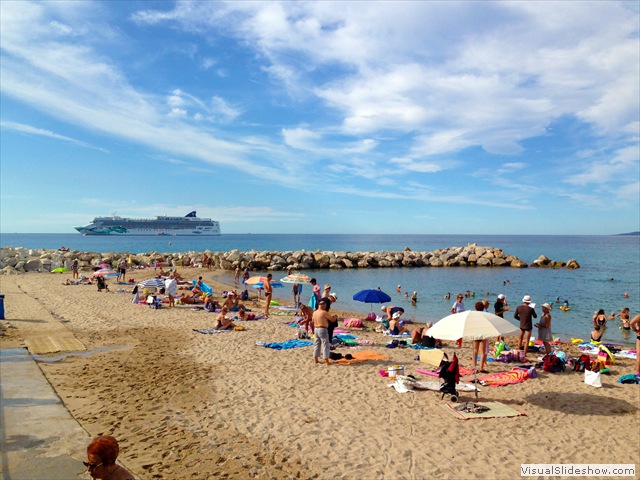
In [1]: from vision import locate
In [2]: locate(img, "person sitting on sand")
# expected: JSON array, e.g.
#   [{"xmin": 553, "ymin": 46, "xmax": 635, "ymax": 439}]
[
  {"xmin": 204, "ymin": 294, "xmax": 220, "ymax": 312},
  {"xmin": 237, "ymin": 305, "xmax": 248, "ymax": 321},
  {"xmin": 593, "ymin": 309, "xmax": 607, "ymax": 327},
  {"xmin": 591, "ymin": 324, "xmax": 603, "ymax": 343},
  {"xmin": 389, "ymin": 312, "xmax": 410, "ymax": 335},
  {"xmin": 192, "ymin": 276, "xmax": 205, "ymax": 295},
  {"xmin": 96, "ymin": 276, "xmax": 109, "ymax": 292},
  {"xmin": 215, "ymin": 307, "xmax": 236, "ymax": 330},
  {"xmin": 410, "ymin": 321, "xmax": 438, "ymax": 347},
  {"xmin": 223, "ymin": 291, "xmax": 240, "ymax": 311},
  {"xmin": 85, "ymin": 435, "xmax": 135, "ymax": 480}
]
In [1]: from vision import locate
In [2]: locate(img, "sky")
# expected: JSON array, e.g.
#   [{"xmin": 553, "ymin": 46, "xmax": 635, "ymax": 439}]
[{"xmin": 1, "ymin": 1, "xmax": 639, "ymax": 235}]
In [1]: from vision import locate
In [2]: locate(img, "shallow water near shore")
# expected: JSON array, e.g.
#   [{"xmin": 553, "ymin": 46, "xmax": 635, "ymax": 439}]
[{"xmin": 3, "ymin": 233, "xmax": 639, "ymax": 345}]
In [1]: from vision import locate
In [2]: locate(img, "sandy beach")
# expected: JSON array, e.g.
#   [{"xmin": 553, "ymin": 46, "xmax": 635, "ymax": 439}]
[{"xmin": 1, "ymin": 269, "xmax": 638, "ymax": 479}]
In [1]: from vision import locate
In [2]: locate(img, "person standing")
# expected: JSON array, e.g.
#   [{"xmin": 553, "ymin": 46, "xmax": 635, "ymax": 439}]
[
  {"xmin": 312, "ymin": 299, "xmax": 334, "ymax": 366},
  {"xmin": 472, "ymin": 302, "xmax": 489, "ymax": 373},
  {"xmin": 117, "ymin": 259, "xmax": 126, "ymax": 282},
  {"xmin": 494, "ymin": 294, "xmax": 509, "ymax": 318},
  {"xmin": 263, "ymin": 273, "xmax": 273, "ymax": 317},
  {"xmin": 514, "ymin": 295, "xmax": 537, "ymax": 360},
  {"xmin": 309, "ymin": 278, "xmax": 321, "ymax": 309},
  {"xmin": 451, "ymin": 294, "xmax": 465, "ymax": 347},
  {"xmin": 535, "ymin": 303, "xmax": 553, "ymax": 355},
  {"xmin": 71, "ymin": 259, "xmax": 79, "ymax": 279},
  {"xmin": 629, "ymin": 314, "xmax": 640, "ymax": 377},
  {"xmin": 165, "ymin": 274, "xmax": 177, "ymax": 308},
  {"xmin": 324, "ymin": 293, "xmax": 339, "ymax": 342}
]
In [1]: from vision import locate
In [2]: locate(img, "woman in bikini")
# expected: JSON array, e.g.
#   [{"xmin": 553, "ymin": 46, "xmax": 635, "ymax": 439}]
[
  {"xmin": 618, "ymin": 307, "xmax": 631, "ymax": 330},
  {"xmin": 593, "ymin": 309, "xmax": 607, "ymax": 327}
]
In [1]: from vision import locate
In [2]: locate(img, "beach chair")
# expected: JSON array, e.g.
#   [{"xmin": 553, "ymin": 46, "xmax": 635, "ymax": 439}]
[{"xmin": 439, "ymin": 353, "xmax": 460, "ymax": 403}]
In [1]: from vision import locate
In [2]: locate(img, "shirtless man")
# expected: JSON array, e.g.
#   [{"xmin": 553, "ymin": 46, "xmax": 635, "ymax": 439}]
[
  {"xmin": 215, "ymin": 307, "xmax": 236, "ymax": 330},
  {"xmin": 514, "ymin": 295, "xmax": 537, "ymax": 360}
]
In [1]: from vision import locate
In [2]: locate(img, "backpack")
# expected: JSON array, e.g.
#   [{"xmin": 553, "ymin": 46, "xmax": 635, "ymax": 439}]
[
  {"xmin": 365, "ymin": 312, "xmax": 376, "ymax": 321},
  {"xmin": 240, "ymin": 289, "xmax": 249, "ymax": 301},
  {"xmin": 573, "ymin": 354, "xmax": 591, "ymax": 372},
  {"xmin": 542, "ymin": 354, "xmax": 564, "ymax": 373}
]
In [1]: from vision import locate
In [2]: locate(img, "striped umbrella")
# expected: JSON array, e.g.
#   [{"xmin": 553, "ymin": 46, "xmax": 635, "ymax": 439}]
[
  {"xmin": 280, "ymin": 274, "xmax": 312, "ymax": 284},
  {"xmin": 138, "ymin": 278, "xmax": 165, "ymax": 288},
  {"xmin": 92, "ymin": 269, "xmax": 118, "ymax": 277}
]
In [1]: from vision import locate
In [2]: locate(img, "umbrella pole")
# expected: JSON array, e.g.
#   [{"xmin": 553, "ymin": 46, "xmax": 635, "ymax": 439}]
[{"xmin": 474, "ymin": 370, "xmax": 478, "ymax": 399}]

▬▬▬▬▬▬

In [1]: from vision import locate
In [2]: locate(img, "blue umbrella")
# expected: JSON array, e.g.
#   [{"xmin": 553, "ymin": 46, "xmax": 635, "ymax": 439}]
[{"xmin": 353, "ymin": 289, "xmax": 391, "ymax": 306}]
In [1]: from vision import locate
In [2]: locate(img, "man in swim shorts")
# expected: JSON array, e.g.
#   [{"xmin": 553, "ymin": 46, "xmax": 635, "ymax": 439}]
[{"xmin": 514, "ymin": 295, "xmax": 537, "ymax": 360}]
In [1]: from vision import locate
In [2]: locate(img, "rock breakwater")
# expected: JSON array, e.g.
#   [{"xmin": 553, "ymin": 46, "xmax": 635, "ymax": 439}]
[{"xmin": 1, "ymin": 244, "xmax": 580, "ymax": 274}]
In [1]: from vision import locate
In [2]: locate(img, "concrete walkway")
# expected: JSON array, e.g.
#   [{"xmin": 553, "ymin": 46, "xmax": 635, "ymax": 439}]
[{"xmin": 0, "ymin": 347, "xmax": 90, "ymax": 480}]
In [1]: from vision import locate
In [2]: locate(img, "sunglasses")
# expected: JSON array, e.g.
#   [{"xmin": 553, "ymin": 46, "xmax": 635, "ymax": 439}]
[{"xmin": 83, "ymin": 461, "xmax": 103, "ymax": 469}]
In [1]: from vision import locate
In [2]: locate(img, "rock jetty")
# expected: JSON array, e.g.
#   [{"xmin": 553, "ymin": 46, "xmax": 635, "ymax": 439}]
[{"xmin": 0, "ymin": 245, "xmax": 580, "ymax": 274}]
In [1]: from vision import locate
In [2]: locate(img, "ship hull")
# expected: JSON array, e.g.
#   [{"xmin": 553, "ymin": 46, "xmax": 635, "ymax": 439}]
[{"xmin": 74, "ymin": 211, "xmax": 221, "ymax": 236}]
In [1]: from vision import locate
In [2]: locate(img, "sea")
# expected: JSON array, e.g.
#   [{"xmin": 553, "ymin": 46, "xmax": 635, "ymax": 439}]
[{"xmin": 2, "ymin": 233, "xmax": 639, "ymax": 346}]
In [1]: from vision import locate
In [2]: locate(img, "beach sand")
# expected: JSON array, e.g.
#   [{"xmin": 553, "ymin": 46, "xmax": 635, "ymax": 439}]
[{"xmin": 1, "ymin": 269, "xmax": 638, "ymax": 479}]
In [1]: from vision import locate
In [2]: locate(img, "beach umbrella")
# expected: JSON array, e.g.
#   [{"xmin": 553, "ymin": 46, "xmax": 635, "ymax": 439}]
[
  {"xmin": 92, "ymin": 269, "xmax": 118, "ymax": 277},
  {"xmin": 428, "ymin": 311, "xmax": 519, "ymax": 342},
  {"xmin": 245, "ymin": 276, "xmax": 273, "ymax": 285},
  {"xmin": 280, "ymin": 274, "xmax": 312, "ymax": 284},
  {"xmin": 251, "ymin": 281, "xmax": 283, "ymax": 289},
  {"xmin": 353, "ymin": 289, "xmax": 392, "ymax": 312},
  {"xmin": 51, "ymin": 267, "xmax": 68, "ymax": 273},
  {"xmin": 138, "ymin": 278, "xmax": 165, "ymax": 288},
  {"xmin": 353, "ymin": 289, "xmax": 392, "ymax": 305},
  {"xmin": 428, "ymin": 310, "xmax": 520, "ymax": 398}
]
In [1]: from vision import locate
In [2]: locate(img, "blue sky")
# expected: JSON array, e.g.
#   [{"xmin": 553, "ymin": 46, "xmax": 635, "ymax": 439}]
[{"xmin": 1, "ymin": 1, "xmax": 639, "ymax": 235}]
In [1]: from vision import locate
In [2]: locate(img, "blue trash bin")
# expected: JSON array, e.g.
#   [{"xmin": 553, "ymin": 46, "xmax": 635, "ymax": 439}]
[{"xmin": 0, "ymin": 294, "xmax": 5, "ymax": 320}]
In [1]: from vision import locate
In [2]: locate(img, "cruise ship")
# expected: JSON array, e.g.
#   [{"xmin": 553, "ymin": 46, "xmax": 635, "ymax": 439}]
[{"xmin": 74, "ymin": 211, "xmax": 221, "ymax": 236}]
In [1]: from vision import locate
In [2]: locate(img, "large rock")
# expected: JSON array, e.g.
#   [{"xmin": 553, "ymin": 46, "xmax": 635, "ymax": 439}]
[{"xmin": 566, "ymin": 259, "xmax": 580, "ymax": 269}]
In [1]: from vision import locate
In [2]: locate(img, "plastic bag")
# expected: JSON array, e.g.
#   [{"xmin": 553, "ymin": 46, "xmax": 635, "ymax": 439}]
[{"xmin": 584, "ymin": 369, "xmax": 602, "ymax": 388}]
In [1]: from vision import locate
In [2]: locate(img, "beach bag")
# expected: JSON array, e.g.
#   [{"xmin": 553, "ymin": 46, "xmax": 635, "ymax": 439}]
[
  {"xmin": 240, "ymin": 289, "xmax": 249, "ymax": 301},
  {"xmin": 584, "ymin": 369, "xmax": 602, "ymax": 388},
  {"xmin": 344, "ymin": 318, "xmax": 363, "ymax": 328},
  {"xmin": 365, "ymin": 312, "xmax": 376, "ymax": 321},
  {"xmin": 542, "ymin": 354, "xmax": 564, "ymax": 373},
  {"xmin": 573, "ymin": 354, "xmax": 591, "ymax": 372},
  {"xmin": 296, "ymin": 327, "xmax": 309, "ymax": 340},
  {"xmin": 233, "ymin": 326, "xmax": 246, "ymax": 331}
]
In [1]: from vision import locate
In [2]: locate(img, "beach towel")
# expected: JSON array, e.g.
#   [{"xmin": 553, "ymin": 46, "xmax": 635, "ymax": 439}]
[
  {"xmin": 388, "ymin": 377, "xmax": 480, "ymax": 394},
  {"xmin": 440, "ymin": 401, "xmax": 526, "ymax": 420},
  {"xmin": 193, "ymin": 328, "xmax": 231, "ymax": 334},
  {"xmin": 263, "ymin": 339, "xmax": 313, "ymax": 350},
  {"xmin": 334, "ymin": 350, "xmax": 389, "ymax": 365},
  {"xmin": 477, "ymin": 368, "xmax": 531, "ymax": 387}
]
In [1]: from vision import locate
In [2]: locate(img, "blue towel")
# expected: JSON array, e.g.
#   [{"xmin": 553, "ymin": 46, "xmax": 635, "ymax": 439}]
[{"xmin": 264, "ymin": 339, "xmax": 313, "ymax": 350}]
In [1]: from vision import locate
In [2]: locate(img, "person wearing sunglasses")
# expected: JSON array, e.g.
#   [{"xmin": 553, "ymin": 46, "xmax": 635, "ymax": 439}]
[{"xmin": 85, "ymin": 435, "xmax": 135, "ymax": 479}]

▬▬▬▬▬▬

- _PROBLEM TO SOLVE_:
Search the records above for the word "umbrella" and give the number of lines where it occurs, nothing else.

- _ANSWER FOR THIS EXERCISE_:
4